Ah, a sunny day, at last. Crocuses are daring to lift their heads again and the snowdrops are trembling in the breeze. Spring, if not quite here, isn’t far away.

And to celebrate it, I’ll be running a Sunday morning workshop, with Rachel Cross of Calm In the City  on 25th March, from 10am – 1pm, at The Yoga Tree in Norwich. All details above.

This will be a chance to have a creative morning, exploring your hopes and desires for Spring and Summer, using meditations and yoga with Rachel, and inspiring exercises from me.

We’ll be conjuring up our dreams, and getting busy with scissors and glue to make a mini vision board to remind us of our intentions for the new season.

It’s a small group, so please book early, either by contacting Rachel via the details above, or by emailing me using the Contact Form on this site.


Reinventing Retirement [video]


Brilliant – I have managed to complete one of my resolutions for this year in the nick of time! I’ve been wanting to add video to Beyond 60 ever since it was born, but the challenge has been considerable.

To be honest, it took 6 months to purchase a tripod, and another two (and some help) to work out how to open and adjust it. Then it was a plunge into the mysteries of iMovie, and from there YouTube, clicking and cursing my way to getting the darned thing edited and uploaded. Machines and I do not get on…

Not to mention the whole business of recording a video – those moments gazing in horror at my first efforts – do I really look like that? Sound like that?

Seems I do, and as there is never any point in going for perfection, so this rendering will hit the spot just fine.

Welcome to my little video. I hope you’ll enjoy all 1 minute and 5 seconds of it, and if you’re in or near Norwich, you’ll be interested in coming on Reinventing Retirement, which is going to be a whole LOT of fun! If you’re tempted, do book now, as 19 January is not far away…



Reinventing Retirement

Isn’t it time that retirement was reinvented? The very word, ‘retirement’, has such echoes of stepping out of the mainstream of life, into the slippers of decline.

I’ve never wanted to define myself as retired,  and tell people that I’m ‘on open-ended sabbatical’.  Sounds like more fun, eh?

So many people I’ve talked to lately are mulling over their options for life with less work. Stop completely? Carry on part-time? Do something else that looks like work? Or looks nothing like work? Go on a jag of volunteering? Invent a totally new way of being? Bits of all the above?

It’s confusing, interesting, exciting!

The question underlying all that mulling, is this: Who will I become, when I’m no longer Working Me?

This 6-part course sets out to explore that question, and many more.

....................

* Requirement A
Rewrite the part of the blog post that opens with the words containing "We’ll be conjuring" and closes with "has been considerable.", replacing "vision board" with "mood board".
* Requirement B
Answer these questions from the blog post:
(i) Where will the Sunday morning workshop be held?
(ii) How long did it take the author to purchase a tripod?
(iii) How many parts does the course described at the end have?
* Requirement C
State whether each statement agrees with the blog post, answering yes or no and quoting the deciding words:
(i) The workshop runs from 10am to 1pm.
(ii) The video lasts two minutes.
(iii) The author describes themselves as retired.

Coordinate annotation records:
....................

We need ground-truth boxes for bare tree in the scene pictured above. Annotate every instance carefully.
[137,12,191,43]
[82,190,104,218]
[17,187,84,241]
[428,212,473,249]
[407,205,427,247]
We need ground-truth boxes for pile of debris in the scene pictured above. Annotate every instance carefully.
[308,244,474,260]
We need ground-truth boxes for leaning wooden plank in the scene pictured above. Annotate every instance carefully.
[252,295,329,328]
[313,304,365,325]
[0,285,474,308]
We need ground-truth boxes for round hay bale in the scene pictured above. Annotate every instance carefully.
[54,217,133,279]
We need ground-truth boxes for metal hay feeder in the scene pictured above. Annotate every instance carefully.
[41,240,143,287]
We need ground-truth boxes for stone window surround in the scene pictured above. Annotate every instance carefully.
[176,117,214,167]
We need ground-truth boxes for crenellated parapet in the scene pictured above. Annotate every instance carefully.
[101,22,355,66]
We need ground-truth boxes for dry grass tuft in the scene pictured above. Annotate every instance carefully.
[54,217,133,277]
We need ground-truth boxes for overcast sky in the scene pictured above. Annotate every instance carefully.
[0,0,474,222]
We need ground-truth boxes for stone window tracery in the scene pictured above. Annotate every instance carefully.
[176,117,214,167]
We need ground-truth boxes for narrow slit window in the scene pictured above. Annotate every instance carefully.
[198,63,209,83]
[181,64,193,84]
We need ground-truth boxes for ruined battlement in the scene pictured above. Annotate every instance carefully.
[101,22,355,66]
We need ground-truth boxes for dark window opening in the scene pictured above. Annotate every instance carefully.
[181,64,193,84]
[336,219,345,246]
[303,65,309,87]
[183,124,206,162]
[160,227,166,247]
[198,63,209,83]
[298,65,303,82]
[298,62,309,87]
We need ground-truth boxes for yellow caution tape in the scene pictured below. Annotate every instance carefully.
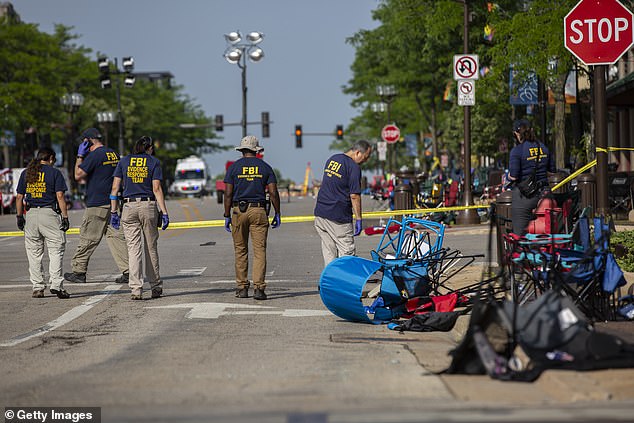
[0,205,489,237]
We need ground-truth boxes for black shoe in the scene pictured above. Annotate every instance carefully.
[64,272,86,283]
[253,288,267,301]
[51,288,70,300]
[236,288,249,298]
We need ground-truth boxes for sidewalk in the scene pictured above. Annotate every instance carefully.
[403,265,634,406]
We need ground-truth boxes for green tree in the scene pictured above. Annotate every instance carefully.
[489,0,577,168]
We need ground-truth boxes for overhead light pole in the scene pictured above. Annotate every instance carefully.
[97,111,117,147]
[60,93,84,185]
[224,31,264,137]
[98,57,136,156]
[371,85,397,173]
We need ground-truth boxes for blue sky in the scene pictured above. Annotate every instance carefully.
[12,0,379,183]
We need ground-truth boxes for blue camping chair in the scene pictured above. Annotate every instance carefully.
[504,216,625,320]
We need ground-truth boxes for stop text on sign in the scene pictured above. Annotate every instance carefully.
[568,18,630,44]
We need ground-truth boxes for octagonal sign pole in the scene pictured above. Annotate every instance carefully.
[564,0,634,65]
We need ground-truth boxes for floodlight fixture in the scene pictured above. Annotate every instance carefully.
[225,31,242,44]
[225,47,242,65]
[249,47,264,63]
[97,57,110,74]
[99,75,112,90]
[123,73,136,88]
[247,31,264,44]
[121,56,134,72]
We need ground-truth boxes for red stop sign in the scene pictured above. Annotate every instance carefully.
[381,125,401,144]
[564,0,634,65]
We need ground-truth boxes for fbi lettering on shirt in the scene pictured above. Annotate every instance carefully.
[526,147,548,162]
[238,166,262,182]
[102,151,119,166]
[324,160,341,179]
[127,157,148,184]
[26,172,46,198]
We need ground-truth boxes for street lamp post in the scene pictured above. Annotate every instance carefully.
[372,85,397,173]
[98,57,136,156]
[97,111,117,147]
[224,31,264,137]
[60,93,84,185]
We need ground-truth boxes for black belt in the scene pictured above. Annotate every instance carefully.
[123,197,156,203]
[233,201,266,207]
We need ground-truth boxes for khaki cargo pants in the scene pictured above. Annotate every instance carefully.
[121,201,163,295]
[231,206,269,290]
[24,207,66,291]
[71,205,128,273]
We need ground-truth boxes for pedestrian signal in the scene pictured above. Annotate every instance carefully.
[295,125,302,148]
[262,112,271,138]
[214,115,224,132]
[335,125,343,140]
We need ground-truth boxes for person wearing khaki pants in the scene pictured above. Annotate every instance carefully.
[16,147,70,299]
[224,135,281,300]
[64,128,128,283]
[110,136,169,300]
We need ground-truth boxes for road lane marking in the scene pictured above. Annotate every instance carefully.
[0,285,122,347]
[146,303,332,319]
[176,267,207,276]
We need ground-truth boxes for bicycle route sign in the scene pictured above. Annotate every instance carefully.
[458,79,475,106]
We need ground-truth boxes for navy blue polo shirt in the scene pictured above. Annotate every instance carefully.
[114,153,163,198]
[314,153,361,223]
[79,146,119,207]
[224,157,277,202]
[16,165,68,207]
[509,141,556,182]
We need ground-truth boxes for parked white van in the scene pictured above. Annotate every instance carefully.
[169,156,212,197]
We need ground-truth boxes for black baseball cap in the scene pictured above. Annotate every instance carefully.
[513,119,531,132]
[79,128,101,141]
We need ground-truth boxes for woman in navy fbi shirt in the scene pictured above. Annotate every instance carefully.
[509,119,555,235]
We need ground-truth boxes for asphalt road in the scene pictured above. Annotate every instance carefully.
[0,198,634,422]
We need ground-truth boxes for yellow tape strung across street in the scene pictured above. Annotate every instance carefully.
[0,205,489,237]
[551,147,634,191]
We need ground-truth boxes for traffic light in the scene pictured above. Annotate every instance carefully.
[335,125,343,140]
[215,115,224,132]
[97,57,112,89]
[295,125,302,148]
[262,112,271,138]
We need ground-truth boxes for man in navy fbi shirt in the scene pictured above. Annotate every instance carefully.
[110,135,169,300]
[314,140,372,265]
[509,119,556,235]
[224,135,281,300]
[64,128,128,283]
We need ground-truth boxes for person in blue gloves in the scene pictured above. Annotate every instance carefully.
[314,140,372,266]
[110,136,170,300]
[224,135,281,300]
[64,128,128,284]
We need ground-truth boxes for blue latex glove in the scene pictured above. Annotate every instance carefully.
[225,217,231,233]
[110,212,121,229]
[353,219,363,236]
[16,215,26,231]
[77,140,92,157]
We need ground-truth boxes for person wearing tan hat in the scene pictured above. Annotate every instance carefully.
[224,135,281,300]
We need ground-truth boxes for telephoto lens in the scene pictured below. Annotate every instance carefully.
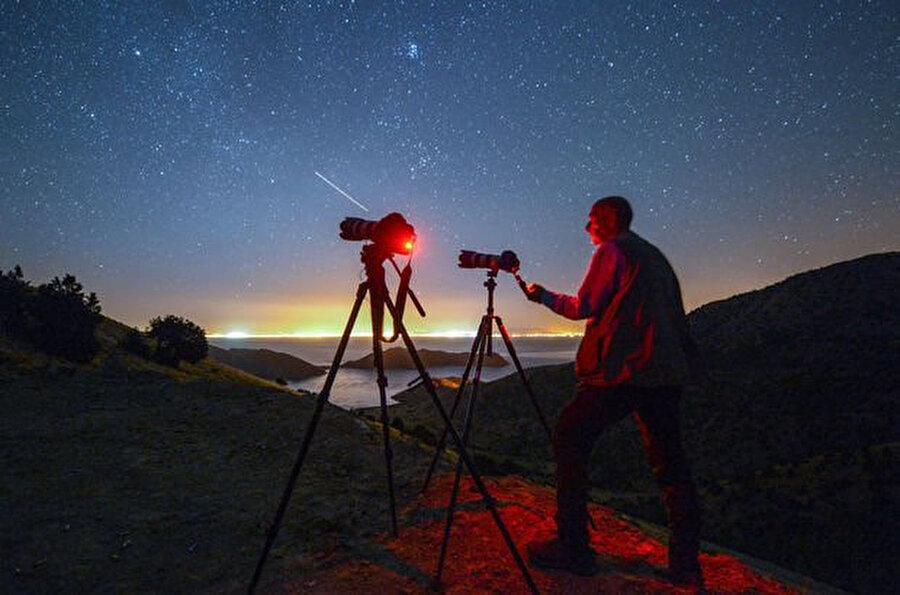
[341,213,416,254]
[459,250,520,273]
[341,217,378,242]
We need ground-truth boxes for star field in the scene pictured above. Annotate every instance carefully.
[0,0,900,333]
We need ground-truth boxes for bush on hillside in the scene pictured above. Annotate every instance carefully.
[147,314,209,368]
[0,266,100,362]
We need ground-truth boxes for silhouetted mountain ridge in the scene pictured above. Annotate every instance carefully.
[689,252,900,367]
[209,345,326,380]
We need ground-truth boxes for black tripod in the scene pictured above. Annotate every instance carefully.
[422,268,551,582]
[248,244,538,594]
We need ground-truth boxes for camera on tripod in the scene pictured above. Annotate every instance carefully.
[341,213,416,255]
[459,250,520,274]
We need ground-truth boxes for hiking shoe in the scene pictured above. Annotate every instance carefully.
[526,539,600,576]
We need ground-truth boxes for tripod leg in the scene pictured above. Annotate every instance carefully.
[247,282,369,594]
[434,316,491,583]
[494,316,597,531]
[385,298,538,593]
[372,314,397,537]
[494,316,553,442]
[422,316,490,492]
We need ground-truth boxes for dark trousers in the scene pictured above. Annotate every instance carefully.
[553,385,700,570]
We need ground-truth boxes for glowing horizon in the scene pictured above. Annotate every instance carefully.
[206,330,581,339]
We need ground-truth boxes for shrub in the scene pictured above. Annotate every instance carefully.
[0,266,100,362]
[147,314,209,368]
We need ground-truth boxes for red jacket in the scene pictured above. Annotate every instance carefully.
[543,231,702,386]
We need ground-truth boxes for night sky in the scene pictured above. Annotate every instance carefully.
[0,0,900,334]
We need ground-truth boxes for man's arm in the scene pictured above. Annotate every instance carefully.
[526,242,625,320]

....................

* Task solution A
We’ll be conjuring up our dreams, and getting busy with scissors and glue to make a mini mood board to remind us of our intentions for the new season.

It’s a small group, so please book early, either by contacting Rachel via the details above, or by emailing me using the Contact Form on this site.


Reinventing Retirement [video]


Brilliant – I have managed to complete one of my resolutions for this year in the nick of time! I’ve been wanting to add video to Beyond 60 ever since it was born, but the challenge has been considerable.

* Task solution B
(i) At The Yoga Tree in Norwich.
(ii) 6 months.
(iii) Six.

* Task solution C
(i) Yes: "from 10am – 1pm"
(ii) No: "all 1 minute and 5 seconds of it"
(iii) No: "I’ve never wanted to define myself as retired"